╭─ Input data

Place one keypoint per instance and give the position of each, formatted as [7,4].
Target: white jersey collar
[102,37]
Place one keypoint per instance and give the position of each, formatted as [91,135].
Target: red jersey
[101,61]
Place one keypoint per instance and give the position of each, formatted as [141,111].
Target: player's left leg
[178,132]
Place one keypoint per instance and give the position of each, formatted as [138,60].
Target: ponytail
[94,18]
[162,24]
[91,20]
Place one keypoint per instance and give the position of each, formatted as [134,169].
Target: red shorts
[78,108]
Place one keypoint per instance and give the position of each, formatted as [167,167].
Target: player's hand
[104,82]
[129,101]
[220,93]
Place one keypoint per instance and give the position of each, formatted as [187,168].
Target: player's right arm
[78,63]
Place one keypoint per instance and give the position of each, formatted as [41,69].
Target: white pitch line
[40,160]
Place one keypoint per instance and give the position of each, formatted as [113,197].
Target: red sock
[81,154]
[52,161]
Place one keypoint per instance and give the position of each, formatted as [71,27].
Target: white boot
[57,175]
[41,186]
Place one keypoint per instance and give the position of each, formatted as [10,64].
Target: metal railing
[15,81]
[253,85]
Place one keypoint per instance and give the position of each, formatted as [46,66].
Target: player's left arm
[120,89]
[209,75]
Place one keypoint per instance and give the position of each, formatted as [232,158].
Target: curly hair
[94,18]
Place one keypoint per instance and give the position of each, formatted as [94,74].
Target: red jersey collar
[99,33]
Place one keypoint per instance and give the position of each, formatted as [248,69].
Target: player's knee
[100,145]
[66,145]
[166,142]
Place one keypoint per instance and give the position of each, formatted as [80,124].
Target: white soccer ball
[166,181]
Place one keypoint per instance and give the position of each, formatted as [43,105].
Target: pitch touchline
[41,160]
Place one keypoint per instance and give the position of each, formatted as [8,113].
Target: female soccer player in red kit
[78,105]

╰─
╭─ Input data

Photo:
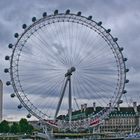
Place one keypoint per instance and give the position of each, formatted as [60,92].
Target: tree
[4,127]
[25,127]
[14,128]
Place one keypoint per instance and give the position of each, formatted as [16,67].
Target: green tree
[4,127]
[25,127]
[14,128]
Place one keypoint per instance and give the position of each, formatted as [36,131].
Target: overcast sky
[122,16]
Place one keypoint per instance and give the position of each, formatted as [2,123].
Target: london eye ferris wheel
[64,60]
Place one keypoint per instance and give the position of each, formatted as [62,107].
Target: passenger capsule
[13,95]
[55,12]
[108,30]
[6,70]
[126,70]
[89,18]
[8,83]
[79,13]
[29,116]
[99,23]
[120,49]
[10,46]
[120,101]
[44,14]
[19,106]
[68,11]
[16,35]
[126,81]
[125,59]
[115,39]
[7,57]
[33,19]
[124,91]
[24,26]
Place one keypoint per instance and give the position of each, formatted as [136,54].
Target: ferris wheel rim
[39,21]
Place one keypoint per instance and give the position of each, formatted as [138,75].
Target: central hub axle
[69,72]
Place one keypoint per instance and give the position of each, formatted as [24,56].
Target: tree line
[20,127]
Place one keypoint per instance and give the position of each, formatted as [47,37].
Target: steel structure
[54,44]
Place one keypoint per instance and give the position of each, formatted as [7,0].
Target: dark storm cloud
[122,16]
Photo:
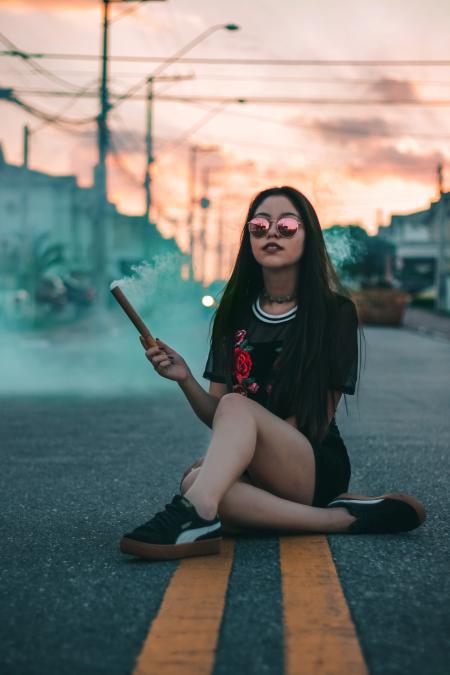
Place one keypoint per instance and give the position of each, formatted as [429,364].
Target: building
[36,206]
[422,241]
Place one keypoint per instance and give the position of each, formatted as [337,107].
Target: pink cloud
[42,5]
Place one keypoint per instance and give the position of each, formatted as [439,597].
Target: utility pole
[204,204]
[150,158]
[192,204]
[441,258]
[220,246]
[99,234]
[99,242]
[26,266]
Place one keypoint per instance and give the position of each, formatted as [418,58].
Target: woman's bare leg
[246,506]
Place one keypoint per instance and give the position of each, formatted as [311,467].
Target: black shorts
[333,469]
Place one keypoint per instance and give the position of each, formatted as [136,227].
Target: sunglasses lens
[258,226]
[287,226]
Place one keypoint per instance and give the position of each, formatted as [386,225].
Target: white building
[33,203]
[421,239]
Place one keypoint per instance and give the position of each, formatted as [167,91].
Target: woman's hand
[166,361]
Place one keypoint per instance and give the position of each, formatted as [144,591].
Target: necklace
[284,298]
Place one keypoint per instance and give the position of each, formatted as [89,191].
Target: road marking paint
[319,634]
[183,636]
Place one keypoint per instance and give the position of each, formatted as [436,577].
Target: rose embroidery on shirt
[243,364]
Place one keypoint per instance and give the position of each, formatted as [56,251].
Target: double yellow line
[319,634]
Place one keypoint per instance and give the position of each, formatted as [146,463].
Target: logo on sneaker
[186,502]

╰─

[What needs to be done] Each line in the entries above, starting at the line with "formatted as [91,135]." and ending at the line with "formatted as [134,169].", is to be printed exactly, and only those lines.

[Response box]
Place one keypoint per instance and give the position of each, formatted as [91,135].
Target: red jersey
[101,61]
Place one keypoint per instance and give the position of each, formatted as [141,111].
Target: player's left leg
[178,132]
Place one keypoint per instance and give the position of each, formatted as [138,60].
Target: ponytail
[94,18]
[162,24]
[91,20]
Place one keypoint per instance and give the position of each, formatted as [134,169].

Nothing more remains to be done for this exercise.